Excerpt to read
■ ■ ■ ■ ■

On the Dark Nights When You are Counting Days and Remembering

It is three weeks ago today that I last talked with my Dad, last heard him speak back. That day blurs into that night, and then it was Friday 2:08 am and he was gone.
My sister, mom, and I had tracked the evening hours on a paper chart, slipping in soluble morphine and attavan pills between Dad's drying lips, moistening them with a little blue sponge.

"Dad, can I give you some more medicine?" I had asked respectfully, as the hours passed and his sleepiness mounted. His words lessened, and his moments of lucidity stretched further apart.

Pain rippled across his face, and I gripped his hand. "The morphine will help, Dad. It should kick in really soon."

Friends had driven on dark country roads after rush-hour traffic to stop in and greet him. Dad recognized them and opened his eyes briefly. They stood tall and uncertain beside his bed, searching for a special hymn's lyrics on their phone before starting in, their voices strong and speaking truth.

■ ■ ■ ■ ■

Extracted information
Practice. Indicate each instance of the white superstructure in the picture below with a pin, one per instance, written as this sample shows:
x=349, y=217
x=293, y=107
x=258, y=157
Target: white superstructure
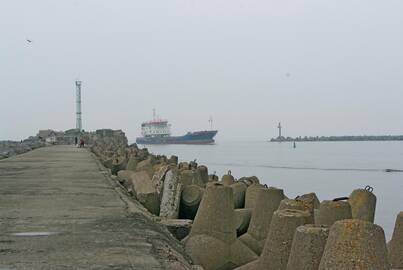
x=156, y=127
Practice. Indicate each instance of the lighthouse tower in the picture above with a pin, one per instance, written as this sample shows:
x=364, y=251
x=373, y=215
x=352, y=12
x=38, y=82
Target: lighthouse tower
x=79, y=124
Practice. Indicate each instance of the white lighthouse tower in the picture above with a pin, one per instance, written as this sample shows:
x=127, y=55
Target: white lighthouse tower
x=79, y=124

■ ■ ■ ■ ■

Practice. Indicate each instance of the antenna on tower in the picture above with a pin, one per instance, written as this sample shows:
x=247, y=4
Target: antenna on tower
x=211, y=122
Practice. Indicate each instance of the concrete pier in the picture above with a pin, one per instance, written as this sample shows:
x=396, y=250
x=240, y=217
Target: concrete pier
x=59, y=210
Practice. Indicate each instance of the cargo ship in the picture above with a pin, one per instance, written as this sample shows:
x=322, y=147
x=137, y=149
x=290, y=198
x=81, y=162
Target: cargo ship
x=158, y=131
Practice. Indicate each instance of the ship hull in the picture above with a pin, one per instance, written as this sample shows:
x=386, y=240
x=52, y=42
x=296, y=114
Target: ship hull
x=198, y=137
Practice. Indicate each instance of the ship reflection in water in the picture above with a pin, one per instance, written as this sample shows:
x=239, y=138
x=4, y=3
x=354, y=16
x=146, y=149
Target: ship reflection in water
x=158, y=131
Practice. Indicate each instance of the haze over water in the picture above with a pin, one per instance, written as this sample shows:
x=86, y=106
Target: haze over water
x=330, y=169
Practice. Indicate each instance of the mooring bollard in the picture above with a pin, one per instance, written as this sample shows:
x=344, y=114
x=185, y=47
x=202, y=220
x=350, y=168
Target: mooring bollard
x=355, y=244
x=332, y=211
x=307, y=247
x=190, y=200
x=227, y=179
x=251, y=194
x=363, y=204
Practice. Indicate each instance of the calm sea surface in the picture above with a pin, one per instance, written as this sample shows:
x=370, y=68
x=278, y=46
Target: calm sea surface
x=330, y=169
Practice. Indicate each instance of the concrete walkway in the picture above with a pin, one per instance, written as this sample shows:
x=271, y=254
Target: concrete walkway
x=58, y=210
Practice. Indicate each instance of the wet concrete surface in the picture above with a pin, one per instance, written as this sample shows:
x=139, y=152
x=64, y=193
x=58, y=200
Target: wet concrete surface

■ ■ ■ ■ ■

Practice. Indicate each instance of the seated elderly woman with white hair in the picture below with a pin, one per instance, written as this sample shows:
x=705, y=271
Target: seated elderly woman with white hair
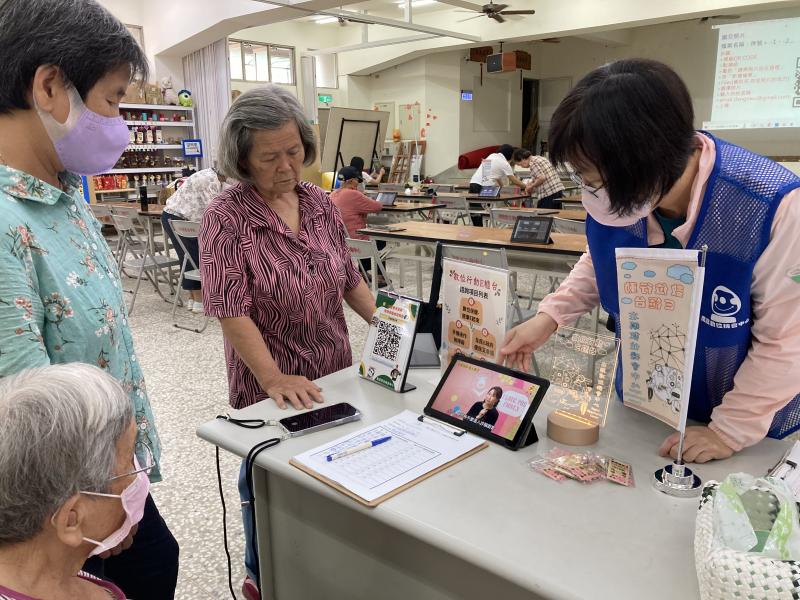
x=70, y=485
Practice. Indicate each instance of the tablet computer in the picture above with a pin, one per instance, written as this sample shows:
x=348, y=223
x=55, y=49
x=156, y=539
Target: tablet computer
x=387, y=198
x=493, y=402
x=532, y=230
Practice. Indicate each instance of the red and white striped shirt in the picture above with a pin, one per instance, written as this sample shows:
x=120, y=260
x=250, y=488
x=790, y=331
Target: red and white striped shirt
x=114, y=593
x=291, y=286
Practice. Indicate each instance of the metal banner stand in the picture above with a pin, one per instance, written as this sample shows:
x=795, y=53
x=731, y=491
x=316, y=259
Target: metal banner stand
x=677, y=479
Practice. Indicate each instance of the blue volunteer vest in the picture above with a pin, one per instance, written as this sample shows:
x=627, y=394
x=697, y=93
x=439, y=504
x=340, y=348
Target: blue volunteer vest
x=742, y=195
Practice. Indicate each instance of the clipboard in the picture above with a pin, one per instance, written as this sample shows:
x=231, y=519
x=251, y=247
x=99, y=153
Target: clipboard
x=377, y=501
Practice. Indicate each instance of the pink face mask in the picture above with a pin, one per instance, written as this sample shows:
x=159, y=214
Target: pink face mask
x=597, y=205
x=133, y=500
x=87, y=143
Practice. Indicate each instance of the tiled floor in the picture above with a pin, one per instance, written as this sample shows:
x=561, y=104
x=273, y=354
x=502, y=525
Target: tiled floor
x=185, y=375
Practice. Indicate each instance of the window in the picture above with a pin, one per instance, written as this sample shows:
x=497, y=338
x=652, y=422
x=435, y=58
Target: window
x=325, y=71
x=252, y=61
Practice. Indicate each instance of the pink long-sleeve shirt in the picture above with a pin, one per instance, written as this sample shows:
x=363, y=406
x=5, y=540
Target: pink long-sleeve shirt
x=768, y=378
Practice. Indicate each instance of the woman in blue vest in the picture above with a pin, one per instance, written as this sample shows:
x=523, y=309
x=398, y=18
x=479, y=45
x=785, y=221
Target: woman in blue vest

■ ■ ■ ■ ■

Exercises to complete
1) Copy the stretch from "My sister, mom, and" through "stretched further apart." in the passage about Dad's final evening.
2) Using the passage about Dad's final evening, mark each statement yes or no, quoting the words that decide it: (a) Dad died at 2:08 am on a Friday. (b) The family kept track of the evening hours on a computer. (c) The friends sang a hymn from memory.

Exercise responses
1)
My sister, mom, and I had tracked the evening hours on a paper chart, slipping in soluble morphine and attavan pills between Dad's drying lips, moistening them with a little blue sponge.

"Dad, can I give you some more medicine?" I had asked respectfully, as the hours passed and his sleepiness mounted. His words lessened, and his moments of lucidity stretched further apart.

2)
(a) Yes: "then it was Friday 2:08 am and he was gone."
(b) No: "had tracked the evening hours on a paper chart"
(c) No: "searching for a special hymn's lyrics on their phone before starting in"